Count the lines in the records below that contain the string "background", matching case exactly, and give only the number.

** Start Records for this exercise **

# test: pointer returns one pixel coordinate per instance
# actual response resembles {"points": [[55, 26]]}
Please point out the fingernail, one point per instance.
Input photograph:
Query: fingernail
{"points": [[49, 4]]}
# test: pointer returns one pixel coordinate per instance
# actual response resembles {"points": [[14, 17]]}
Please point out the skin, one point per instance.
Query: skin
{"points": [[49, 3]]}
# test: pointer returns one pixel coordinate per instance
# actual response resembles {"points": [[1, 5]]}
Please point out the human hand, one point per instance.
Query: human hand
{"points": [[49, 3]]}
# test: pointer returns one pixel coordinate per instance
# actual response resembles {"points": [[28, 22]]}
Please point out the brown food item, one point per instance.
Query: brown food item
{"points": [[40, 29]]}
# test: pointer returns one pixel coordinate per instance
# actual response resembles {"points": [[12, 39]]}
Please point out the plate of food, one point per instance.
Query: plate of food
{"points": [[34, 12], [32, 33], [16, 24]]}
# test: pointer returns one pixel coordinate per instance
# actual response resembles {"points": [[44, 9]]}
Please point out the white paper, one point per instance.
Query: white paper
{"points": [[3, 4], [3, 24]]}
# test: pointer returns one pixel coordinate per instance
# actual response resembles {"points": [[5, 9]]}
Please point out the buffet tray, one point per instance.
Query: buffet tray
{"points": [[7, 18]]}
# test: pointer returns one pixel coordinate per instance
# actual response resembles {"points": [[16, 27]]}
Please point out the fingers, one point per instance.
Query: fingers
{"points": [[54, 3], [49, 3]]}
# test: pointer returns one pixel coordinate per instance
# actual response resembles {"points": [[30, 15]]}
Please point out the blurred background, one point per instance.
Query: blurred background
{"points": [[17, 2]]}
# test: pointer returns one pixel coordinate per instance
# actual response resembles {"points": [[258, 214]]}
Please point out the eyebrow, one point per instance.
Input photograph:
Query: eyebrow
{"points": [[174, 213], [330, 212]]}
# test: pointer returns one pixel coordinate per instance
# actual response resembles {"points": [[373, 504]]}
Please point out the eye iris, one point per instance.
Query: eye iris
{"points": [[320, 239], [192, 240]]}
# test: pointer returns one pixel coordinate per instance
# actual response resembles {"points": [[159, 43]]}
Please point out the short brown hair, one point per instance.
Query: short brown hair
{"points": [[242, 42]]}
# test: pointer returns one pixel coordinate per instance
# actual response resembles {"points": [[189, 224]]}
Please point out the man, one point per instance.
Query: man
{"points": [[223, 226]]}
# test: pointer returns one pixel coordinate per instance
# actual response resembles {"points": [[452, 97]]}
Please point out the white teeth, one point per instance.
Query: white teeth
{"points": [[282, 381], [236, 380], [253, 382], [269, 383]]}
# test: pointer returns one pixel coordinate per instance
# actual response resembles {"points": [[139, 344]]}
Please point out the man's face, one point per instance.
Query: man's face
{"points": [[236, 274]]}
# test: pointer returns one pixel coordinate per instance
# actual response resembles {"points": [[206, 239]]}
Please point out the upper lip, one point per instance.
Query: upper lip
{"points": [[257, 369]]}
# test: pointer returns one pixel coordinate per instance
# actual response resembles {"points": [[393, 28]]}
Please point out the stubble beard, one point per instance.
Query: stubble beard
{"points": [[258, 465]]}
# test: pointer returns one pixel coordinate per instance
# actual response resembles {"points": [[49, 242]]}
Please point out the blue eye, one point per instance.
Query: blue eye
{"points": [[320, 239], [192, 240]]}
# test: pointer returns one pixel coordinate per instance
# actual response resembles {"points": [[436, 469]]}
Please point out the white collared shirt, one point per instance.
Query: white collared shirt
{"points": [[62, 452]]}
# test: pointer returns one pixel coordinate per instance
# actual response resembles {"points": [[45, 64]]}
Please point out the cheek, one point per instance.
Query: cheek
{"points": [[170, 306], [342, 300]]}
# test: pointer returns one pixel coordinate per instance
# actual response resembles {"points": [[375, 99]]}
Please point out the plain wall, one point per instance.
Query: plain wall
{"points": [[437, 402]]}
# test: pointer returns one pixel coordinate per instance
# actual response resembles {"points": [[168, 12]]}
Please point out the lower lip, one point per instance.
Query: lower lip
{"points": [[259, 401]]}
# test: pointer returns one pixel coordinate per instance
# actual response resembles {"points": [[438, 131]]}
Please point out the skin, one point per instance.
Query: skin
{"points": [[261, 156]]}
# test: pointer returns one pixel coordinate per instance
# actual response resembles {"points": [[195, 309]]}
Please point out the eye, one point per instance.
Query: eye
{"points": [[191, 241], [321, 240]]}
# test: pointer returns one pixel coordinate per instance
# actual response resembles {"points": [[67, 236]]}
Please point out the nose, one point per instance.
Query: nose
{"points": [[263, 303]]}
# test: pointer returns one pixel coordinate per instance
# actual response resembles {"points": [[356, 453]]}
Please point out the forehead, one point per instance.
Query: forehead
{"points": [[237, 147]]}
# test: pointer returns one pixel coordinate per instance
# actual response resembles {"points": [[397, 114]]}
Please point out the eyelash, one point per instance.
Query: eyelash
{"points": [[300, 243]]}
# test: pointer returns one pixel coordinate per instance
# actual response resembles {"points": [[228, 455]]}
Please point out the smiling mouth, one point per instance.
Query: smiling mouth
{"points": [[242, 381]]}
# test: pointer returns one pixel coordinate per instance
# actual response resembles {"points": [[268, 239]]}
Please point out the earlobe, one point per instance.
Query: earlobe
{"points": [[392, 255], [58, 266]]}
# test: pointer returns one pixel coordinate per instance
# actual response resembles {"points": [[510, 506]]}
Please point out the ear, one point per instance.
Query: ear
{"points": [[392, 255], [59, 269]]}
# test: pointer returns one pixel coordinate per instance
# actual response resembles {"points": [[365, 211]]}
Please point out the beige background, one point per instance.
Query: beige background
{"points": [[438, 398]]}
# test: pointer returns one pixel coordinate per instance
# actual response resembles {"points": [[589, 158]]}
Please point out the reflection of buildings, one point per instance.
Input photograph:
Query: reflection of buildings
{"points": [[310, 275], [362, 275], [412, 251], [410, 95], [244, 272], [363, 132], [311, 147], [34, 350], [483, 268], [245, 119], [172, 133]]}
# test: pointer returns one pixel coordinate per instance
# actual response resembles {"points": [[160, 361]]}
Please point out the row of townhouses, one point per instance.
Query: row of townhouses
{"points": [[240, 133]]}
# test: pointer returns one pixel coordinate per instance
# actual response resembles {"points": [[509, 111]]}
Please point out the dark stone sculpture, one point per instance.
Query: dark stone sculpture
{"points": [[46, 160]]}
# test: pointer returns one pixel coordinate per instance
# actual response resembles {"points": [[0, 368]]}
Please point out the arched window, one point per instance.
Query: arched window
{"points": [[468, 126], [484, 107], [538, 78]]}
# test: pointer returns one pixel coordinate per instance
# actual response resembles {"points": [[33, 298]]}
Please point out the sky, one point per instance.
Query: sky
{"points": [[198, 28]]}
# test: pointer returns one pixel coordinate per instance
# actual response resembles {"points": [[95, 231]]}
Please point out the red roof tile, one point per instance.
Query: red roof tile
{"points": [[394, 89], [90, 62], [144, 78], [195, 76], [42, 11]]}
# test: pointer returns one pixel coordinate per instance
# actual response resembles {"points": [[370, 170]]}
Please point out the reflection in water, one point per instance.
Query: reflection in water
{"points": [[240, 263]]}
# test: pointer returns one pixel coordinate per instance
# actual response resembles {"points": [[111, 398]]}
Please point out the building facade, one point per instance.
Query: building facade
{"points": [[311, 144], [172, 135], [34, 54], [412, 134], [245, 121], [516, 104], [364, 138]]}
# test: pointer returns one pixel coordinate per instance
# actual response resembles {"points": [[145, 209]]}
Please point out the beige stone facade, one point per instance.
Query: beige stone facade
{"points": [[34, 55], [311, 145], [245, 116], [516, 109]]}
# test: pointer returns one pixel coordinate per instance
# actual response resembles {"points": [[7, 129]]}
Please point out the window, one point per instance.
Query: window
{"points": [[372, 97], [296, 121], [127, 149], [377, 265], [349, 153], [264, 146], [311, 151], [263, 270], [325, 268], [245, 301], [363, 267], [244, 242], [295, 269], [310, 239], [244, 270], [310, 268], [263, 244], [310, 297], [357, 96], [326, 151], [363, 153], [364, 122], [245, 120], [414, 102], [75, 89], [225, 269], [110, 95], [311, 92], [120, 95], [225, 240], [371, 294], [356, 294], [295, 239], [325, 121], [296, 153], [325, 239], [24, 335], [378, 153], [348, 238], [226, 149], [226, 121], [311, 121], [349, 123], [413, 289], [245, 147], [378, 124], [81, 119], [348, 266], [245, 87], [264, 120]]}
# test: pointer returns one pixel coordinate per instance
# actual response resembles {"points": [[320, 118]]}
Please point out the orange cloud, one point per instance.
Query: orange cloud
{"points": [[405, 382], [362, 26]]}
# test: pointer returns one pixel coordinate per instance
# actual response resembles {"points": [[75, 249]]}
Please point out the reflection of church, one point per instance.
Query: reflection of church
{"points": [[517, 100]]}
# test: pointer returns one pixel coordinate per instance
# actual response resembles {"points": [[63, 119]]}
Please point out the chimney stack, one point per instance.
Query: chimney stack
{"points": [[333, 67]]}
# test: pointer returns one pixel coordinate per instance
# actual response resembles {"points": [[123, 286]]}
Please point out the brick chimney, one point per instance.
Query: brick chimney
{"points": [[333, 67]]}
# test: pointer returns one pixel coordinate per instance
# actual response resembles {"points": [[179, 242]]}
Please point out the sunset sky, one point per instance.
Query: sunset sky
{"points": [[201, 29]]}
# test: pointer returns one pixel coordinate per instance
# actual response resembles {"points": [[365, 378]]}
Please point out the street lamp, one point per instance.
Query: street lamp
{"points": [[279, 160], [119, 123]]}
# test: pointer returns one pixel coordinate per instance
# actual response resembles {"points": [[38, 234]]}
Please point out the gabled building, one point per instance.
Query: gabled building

** End Records for this exercise **

**Written solution:** 4